Finding Your "Why" Again and Again and Again

I am in the middle of the World Music in the Classroom Summit and also had a peer supervision session with a fellow music therapist earlier today, and I am finding some inspiration for my blog post a bit later than usual today. In the 11 minutes between sessions, I will try to put some of my ideas down here.

One of the things that has struck me as I am watching music educators talk about their musical passions is that my own change significantly based on day, hour, and minute. Not to mention the changes that have happened over the weeks, months, years, and decades of being a professional music therapist. It is often interesting to look back on the things that I found interesting back when I was brand new and compare them to the things that I find interesting now.

I think about this as finding my "why."

Why do I enjoy my job?

Why do I enjoy being a music therapist?

Why do I engage in continuing education topics?

Why do I want to do things like content creation and information sharing with other music therapists?

Why do I feel like I am someone who can share these things (uh-oh, starting to fall back into imposter syndrome thoughts)? Reframe. Why do I enjoy sharing with other music therapists?

Why?

When I am clear about the answer to my "why," things go more smoothly at my job and in my other concerns as well. My "whys" have changed over the years, and I am facing the biggest one of them all - leaving a job that has sustained me for decades for the great unknown of retirement. "Why" am I doing that? Well, my body is telling me that it is time. My brain is telling me that it is time to rest this aging body and find something more gentle with the flesh and bones that I have been given. Currently, my "whys" are becoming more clear to me as I get closer to my end date.

At this moment, I am getting some answers to some of my other "whys" as I am hearing what other people are doing with their music education students. I am encouraged by what I am hearing as a music therapist. The information being shared is relevant to what I do as an educational enrichment specialist with my clients. I have enough clinical knowledge and expertise to be able to enfold the information into music therapy for non-musical goal attainment. It is invigorating to feel excited about music with my clients, and that is one of the "whys" that I struggle with sometimes. "Why do I think I can do this with these clients??"

There are so many "whys" that happen as a therapist, a helping professional, and as a human being. 

What are your answers to your "whys?"

※

How would you say this sentence from the blog post above in Spanish: "I am encouraged by what I am hearing as a music therapist."

※

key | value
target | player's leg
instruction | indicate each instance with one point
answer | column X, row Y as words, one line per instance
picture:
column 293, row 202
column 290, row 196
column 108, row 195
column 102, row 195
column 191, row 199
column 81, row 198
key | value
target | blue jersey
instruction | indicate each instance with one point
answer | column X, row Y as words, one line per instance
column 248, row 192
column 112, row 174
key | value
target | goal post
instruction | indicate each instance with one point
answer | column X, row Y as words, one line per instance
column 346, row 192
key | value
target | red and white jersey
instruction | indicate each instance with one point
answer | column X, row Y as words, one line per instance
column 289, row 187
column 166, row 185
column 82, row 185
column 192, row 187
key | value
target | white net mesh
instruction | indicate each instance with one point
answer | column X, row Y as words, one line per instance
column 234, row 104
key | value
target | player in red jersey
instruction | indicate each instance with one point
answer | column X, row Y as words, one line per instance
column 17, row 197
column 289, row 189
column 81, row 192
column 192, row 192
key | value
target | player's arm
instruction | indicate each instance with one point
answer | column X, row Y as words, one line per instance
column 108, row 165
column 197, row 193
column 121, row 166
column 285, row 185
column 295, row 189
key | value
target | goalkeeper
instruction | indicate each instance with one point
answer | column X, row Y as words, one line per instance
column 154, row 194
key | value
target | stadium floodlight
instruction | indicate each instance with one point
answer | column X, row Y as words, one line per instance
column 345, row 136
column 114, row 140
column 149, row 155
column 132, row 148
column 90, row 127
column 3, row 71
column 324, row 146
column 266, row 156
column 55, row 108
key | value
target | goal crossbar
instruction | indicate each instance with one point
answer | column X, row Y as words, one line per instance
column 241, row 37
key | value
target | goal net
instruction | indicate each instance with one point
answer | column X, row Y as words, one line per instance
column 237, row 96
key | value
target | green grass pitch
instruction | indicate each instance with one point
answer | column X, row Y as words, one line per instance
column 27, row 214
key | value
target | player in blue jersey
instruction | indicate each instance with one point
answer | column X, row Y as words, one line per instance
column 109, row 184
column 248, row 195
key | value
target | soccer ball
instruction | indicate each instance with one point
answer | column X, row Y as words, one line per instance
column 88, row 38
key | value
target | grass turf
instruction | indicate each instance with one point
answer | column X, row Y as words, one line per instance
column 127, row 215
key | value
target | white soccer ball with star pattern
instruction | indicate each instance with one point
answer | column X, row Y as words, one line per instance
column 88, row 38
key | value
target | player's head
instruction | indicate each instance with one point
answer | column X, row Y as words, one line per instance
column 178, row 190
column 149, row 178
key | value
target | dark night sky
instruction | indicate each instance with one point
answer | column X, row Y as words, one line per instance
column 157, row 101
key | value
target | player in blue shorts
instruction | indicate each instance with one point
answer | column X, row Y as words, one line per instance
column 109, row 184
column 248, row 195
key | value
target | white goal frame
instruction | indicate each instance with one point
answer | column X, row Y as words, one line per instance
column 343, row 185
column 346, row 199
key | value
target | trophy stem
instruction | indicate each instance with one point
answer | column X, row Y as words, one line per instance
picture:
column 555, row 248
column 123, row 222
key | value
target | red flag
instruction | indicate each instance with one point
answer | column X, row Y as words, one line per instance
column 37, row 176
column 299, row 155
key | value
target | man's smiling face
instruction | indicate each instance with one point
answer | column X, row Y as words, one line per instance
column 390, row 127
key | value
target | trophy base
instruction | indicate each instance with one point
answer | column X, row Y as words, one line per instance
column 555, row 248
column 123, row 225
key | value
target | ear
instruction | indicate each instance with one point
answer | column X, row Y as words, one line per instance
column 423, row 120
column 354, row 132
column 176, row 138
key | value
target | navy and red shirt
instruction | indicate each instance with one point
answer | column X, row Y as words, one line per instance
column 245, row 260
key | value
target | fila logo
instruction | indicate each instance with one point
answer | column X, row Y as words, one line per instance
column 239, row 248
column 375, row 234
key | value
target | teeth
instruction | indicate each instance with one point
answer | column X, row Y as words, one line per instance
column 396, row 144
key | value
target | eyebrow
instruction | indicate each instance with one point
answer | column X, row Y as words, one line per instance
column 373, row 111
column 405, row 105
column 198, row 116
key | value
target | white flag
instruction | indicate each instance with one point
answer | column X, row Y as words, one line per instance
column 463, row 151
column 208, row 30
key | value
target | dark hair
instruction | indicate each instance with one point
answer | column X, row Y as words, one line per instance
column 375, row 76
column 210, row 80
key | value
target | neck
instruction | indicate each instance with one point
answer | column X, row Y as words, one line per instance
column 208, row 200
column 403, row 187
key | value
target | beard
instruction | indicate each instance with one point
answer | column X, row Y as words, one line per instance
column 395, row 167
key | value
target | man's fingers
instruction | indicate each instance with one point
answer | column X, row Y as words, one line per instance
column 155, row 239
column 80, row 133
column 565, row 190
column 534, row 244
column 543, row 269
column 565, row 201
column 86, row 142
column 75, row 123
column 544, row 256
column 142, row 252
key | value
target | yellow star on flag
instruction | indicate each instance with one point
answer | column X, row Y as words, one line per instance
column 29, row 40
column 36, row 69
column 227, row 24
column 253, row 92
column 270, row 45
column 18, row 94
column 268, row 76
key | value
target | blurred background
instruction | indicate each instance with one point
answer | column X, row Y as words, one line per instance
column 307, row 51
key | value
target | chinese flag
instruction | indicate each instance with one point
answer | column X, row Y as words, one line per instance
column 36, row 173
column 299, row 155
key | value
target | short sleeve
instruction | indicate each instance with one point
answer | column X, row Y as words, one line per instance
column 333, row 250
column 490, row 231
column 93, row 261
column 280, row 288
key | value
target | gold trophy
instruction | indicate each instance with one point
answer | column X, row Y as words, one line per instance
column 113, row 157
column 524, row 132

※

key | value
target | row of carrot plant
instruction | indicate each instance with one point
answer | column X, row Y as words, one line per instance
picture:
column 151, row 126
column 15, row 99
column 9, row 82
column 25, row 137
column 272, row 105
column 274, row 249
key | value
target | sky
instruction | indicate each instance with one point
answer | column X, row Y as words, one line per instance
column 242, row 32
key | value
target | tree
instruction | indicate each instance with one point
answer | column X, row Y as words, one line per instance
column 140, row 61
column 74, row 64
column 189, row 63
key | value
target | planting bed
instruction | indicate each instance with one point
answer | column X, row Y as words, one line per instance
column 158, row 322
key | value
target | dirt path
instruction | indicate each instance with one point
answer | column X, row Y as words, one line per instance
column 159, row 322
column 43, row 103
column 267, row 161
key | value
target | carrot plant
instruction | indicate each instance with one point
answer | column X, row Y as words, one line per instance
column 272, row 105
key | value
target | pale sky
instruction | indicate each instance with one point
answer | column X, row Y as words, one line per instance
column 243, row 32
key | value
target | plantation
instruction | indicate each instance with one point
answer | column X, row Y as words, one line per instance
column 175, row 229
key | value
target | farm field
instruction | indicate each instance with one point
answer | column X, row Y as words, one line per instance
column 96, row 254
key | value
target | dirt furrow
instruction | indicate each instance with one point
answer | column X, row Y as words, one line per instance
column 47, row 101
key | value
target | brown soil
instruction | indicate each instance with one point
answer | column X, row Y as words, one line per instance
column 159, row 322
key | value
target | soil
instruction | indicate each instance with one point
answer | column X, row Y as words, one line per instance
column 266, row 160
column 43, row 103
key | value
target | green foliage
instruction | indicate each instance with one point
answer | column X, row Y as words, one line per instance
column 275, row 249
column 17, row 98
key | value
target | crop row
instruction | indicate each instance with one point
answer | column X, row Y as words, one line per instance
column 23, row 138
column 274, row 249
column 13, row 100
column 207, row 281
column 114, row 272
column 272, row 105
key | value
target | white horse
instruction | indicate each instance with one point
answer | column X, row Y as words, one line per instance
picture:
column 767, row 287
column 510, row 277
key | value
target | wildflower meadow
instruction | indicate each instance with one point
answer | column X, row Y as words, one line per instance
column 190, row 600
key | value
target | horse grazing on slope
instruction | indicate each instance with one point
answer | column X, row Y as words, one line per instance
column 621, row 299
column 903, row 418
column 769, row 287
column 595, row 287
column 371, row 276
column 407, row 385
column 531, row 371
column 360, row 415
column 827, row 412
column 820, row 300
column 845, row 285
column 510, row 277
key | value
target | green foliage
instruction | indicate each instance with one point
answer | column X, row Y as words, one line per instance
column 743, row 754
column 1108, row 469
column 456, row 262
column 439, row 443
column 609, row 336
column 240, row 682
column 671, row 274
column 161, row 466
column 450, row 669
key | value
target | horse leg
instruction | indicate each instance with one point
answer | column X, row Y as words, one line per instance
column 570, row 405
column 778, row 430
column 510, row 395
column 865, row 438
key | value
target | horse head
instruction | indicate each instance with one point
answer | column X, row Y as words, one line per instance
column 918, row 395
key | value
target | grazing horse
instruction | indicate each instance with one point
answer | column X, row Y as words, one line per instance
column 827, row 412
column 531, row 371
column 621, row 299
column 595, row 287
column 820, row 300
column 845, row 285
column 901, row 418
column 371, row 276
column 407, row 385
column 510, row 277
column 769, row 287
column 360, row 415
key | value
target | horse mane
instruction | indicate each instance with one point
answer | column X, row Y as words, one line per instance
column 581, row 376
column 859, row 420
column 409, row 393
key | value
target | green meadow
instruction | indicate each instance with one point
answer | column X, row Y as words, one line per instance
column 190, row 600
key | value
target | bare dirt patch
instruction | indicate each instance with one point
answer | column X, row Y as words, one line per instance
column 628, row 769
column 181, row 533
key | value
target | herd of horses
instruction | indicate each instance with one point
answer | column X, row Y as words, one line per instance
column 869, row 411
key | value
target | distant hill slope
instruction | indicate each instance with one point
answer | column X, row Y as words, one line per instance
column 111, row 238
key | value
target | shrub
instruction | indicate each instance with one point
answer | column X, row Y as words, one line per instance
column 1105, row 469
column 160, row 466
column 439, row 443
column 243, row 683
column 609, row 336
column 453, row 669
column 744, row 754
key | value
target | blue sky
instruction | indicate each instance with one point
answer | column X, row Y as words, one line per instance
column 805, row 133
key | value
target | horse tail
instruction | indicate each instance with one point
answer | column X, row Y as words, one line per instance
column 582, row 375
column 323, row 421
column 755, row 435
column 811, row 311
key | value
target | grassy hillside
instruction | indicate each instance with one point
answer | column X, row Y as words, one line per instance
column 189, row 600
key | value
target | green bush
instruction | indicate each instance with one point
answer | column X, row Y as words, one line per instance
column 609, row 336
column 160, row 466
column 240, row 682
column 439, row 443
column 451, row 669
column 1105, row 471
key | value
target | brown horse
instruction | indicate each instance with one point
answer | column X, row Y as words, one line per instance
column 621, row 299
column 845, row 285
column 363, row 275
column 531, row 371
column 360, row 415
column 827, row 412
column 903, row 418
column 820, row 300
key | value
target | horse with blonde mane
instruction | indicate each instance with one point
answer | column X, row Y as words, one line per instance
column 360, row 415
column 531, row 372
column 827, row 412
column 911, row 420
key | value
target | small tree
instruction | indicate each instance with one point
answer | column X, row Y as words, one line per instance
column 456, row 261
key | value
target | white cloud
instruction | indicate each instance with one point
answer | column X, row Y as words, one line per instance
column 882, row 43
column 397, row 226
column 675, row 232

※

Solution to this exercise → Me anima lo que estoy escuchando como musicoterapeuta.